Task instructions:
Rewrite the lines below, swapping every "Submission" for "Answer" and leaving everything else as it is.

Data provided:
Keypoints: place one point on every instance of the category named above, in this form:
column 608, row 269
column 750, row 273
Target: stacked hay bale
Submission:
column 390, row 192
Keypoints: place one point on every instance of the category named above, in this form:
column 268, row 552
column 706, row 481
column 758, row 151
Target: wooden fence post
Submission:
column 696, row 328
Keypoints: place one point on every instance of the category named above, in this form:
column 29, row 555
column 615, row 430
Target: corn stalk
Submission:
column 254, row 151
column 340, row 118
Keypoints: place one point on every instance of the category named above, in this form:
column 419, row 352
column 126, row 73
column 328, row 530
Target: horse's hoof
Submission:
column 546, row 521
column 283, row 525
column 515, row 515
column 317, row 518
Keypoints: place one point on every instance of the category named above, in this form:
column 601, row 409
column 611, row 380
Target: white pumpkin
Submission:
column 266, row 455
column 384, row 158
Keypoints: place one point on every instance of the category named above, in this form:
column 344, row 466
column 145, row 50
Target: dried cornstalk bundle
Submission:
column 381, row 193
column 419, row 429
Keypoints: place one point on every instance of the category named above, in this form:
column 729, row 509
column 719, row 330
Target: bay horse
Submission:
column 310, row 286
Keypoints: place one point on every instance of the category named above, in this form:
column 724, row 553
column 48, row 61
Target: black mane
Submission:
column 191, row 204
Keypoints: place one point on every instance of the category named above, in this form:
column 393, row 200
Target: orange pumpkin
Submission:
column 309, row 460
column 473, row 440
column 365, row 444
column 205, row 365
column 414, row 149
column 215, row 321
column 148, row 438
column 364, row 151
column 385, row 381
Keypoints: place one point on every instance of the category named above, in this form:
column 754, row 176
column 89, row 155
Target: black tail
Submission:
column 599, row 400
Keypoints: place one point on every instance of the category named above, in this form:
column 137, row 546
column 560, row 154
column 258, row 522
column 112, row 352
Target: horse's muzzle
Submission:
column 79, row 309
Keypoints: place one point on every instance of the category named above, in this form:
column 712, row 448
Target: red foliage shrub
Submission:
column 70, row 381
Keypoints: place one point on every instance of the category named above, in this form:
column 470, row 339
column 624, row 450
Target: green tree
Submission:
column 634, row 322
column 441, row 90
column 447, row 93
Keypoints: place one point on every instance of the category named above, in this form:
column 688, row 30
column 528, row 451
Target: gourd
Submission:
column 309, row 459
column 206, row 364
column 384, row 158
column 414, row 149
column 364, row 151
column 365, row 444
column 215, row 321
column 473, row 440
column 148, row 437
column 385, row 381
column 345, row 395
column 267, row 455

Response below:
Keypoints: place one point on every instance of the category named above, in this form:
column 608, row 269
column 750, row 273
Target: stacked hay bale
Answer:
column 390, row 192
Keypoints: place one point on every instance of the category named above, in this form:
column 268, row 552
column 706, row 481
column 758, row 151
Target: wooden fence post
Answer:
column 696, row 328
Keypoints: place one point on every instance of the category named above, in this form:
column 29, row 555
column 615, row 430
Target: corn stalk
Answer:
column 254, row 151
column 340, row 118
Keypoints: place one point on every instance of the category named above, in this form:
column 419, row 352
column 126, row 73
column 328, row 530
Target: horse's hoof
Answer:
column 546, row 521
column 283, row 525
column 515, row 515
column 317, row 518
Keypoints: place one point on every instance of the category named above, in this form:
column 601, row 409
column 611, row 380
Target: white pumpkin
Answer:
column 266, row 455
column 384, row 158
Keypoints: place one point on every instance of the category named above, in this form:
column 344, row 466
column 145, row 50
Target: dried cornstalk bundle
Answer:
column 381, row 193
column 419, row 429
Keypoints: place one point on every instance of the category named above, in this form:
column 729, row 509
column 719, row 330
Target: bay horse
Answer:
column 310, row 286
Keypoints: place one point on every instance of the category named above, in this form:
column 724, row 553
column 48, row 61
Target: black mane
Answer:
column 191, row 204
Keypoints: place one point on every instance of the category named above, in this form:
column 393, row 200
Target: orange pumpkin
Answer:
column 309, row 460
column 473, row 440
column 365, row 444
column 205, row 365
column 414, row 149
column 215, row 321
column 148, row 438
column 364, row 151
column 385, row 381
Keypoints: place one point on every instance of the category named above, in this form:
column 754, row 176
column 89, row 155
Target: black tail
Answer:
column 599, row 400
Keypoints: place one point on every instance of the category named above, in this form:
column 137, row 546
column 560, row 154
column 258, row 522
column 112, row 352
Target: horse's muzzle
Answer:
column 79, row 309
Keypoints: place one point on every instance of the category named above, in this form:
column 712, row 448
Target: red foliage shrub
Answer:
column 70, row 381
Keypoints: place one point on every instance of the category named above, in this form:
column 470, row 339
column 624, row 450
Target: green tree
Answer:
column 634, row 322
column 441, row 90
column 447, row 93
Keypoints: place one point on every instance of the category named above, in this form:
column 688, row 30
column 528, row 451
Target: gourd
Answer:
column 309, row 459
column 206, row 364
column 384, row 158
column 414, row 149
column 364, row 151
column 365, row 444
column 215, row 321
column 473, row 440
column 148, row 437
column 385, row 381
column 345, row 395
column 267, row 455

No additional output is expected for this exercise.